▸ **TESTO ESTRATTO**
#####

La forza dei media è dirompente perchè i giovani sono pervasi della cosiddetta “cultura digitale”, abituati a ricevere informazioni “alla massima velocità” e a gestire più processi in parallelo. Ciò avviene in un contesto di continuo cambiamento (un contesto “liquido”, direbbe Bauman), caratterizzato per un verso dalla convergenza tra piattaforme tecnologiche diverse che creano un ambiente comunicativo integrato, senza soluzioni di continuità tra “online” e “offline”, e per un altro verso dalla diffusione di culture partecipative, caratterizzate dal crescente protagonismo degli utenti e dalla possibilità di nuove forme di espressività giovanile. Nella rete pero’ è già presente un sostituto delle relazioni un surrogato “virtuale” della realtà, quindi già le nuove tecnologie e questi nuovi strumenti hanno creato le basi di adesione alla maschera, alla rappresentazione di se’, invece che la verità di se’. Il cambiamento socio-antropologico influenza l’Io, in senso freudiano, nella funzione-ruolo enfatizzando l’importanza della “persona” “maschera” creando approcci superficiali e social qui, agiscono una grande influenza sull’ego che tende a mantenere schemi famigliari, cercando un riconoscimento condizionato da desideri, aspettative e competizioni, a discapito del se’ (personalità secondo Jung) che invece lavora nel cercare un consenso autentico, pieno e onesto. I social creano una falsa personalità, basata sull’approvazione dell’altro come definisce Donald Winnicott altro psicoanalista importante e questo crea fenomeni come il bullismo e la divisione di classi, categorie umane. Infine, i social (Facebook e Twitter Instagram) puntano sul concetto di persona collegata all’ego  indossando le nostre maschere sociali.

#####

Voci memorizzate:
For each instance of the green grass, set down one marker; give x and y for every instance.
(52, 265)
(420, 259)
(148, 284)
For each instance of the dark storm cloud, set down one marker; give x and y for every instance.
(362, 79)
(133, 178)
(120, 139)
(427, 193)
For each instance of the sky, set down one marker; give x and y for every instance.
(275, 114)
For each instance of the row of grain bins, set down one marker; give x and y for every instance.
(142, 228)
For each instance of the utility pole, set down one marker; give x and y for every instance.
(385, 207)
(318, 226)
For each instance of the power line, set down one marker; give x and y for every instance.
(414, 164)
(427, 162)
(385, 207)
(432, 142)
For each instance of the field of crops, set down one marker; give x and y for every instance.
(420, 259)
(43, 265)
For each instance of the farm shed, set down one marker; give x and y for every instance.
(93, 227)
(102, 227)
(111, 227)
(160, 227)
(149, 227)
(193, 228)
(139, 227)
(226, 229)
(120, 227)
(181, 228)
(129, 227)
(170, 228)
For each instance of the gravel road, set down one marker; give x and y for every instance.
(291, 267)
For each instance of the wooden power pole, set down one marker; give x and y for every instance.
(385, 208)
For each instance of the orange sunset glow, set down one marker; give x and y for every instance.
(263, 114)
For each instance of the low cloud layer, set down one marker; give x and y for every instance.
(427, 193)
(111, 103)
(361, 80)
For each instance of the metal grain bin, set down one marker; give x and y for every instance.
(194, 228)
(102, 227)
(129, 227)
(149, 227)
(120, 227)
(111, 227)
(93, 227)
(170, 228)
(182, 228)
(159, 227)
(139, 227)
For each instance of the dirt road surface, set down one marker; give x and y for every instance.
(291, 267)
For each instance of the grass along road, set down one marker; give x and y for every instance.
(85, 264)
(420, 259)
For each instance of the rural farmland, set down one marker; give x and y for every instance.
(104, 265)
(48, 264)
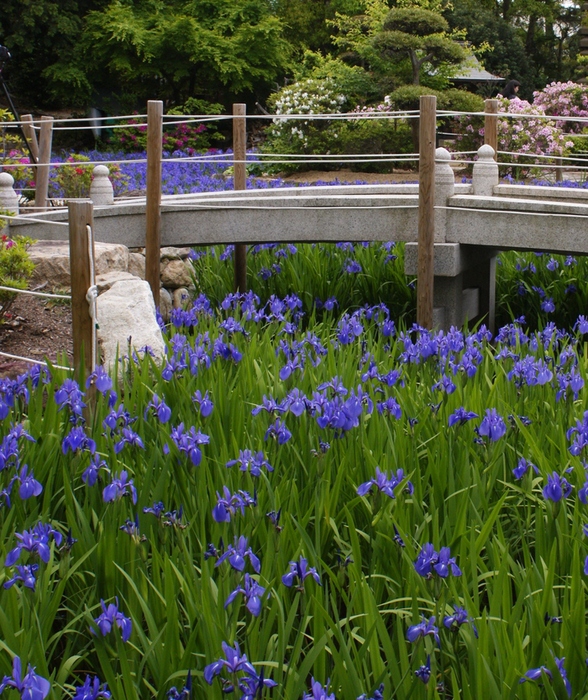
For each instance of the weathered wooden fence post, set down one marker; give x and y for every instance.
(30, 134)
(81, 259)
(153, 201)
(426, 228)
(491, 125)
(240, 183)
(42, 174)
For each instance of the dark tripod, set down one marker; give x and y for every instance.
(4, 57)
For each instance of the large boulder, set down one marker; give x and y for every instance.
(127, 322)
(51, 259)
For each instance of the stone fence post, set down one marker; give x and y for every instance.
(8, 197)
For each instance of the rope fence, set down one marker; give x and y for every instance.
(80, 213)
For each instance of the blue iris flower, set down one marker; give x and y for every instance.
(422, 629)
(112, 616)
(253, 593)
(30, 687)
(557, 487)
(92, 689)
(299, 570)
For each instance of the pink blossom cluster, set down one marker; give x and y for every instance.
(569, 100)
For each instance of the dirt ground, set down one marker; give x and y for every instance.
(37, 329)
(41, 329)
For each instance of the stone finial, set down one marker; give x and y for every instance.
(8, 197)
(485, 172)
(444, 175)
(101, 191)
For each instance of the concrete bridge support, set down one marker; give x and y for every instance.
(464, 287)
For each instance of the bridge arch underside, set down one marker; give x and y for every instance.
(469, 231)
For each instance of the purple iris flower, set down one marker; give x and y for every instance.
(189, 442)
(253, 593)
(35, 541)
(460, 416)
(523, 467)
(128, 437)
(390, 407)
(120, 486)
(233, 663)
(29, 486)
(423, 673)
(70, 395)
(441, 562)
(92, 689)
(252, 462)
(460, 617)
(446, 563)
(77, 440)
(111, 616)
(557, 487)
(278, 431)
(203, 402)
(237, 553)
(425, 627)
(228, 504)
(252, 685)
(318, 692)
(159, 408)
(492, 425)
(100, 379)
(90, 474)
(31, 687)
(300, 570)
(26, 574)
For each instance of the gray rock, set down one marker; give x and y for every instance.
(127, 322)
(51, 260)
(165, 304)
(104, 282)
(137, 265)
(181, 296)
(176, 273)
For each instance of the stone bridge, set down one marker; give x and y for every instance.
(472, 223)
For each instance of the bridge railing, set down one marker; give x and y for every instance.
(152, 124)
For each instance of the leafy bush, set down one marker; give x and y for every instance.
(301, 136)
(531, 135)
(185, 137)
(564, 100)
(16, 267)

#####

▸ **OBIETTIVO**
Rispondi a queste domande sul testo estratto:
1. A quale autore il testo attribuisce l'idea di un contesto "liquido"?
2. Secondo Jung, che cosa è il sé?
3. Quale psicoanalista viene citato a proposito della falsa personalità basata sull'approvazione dell'altro?

▸ **RISULTATO**
1. Bauman.
2. La personalità.
3. Donald Winnicott.